The data:
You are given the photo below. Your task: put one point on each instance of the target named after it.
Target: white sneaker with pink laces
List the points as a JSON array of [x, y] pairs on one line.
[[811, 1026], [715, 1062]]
...
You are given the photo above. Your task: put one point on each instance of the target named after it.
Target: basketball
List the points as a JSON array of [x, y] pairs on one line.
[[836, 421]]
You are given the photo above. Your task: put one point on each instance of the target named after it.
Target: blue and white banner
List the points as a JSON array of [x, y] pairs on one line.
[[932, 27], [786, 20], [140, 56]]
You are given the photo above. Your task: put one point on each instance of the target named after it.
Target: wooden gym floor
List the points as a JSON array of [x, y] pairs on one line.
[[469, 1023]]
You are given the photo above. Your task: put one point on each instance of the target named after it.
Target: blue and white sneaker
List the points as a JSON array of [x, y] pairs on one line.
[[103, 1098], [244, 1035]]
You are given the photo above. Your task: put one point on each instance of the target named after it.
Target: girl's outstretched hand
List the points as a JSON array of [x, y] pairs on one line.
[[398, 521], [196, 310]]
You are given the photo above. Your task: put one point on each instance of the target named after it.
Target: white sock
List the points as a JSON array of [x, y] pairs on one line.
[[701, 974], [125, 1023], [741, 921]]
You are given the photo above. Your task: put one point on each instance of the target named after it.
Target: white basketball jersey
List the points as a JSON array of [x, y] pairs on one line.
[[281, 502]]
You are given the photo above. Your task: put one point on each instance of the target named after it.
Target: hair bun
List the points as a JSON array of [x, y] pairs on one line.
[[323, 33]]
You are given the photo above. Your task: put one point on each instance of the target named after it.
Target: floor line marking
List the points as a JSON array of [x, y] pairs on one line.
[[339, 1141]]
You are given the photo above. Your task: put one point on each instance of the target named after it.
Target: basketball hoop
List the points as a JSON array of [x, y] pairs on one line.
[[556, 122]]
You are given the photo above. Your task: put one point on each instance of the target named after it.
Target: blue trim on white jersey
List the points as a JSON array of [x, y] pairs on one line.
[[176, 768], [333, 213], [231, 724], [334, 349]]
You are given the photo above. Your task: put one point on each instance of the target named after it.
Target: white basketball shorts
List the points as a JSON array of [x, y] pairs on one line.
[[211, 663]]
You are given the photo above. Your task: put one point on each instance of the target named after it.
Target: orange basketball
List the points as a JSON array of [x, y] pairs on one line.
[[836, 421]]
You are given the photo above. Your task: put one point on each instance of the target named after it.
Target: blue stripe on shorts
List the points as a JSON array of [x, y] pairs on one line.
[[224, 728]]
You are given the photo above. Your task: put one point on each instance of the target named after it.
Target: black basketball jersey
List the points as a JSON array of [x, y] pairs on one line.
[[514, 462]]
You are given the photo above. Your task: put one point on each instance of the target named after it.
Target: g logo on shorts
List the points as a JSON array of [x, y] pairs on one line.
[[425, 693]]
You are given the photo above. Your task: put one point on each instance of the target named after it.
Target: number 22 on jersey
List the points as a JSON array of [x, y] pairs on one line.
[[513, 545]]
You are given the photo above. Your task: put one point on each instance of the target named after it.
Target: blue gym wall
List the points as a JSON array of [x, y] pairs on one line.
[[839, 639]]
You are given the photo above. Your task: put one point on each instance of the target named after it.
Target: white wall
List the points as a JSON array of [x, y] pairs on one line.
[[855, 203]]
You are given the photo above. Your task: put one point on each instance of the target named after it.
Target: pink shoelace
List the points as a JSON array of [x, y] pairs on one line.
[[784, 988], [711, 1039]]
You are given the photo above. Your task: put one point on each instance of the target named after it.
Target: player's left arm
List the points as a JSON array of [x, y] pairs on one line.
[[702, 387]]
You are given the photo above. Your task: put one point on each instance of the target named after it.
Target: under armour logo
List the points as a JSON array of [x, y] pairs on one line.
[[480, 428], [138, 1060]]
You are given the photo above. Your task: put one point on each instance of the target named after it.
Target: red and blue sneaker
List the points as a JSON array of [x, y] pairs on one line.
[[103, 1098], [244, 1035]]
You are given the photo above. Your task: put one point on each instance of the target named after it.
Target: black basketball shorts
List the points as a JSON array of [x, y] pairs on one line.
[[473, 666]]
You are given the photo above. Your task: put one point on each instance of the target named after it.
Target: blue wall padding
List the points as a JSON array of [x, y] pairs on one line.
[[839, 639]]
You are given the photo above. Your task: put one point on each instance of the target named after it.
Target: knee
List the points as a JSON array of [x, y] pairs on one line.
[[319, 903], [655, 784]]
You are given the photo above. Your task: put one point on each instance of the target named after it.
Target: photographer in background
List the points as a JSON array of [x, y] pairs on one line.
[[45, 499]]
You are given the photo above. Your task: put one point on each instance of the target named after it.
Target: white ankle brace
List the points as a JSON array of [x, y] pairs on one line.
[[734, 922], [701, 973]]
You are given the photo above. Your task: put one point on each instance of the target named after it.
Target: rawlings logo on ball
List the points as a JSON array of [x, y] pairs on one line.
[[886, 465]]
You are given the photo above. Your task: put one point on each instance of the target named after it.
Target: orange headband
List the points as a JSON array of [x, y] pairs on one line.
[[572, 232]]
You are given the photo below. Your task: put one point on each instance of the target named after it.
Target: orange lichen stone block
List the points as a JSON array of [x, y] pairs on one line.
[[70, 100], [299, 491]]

Problem details:
Gather every line above that contains the word "jersey", copying each one in full.

Written answer:
Target: white basketball jersey
Target: blue trim on white jersey
Target: black basketball jersey
Target: number 22 on jersey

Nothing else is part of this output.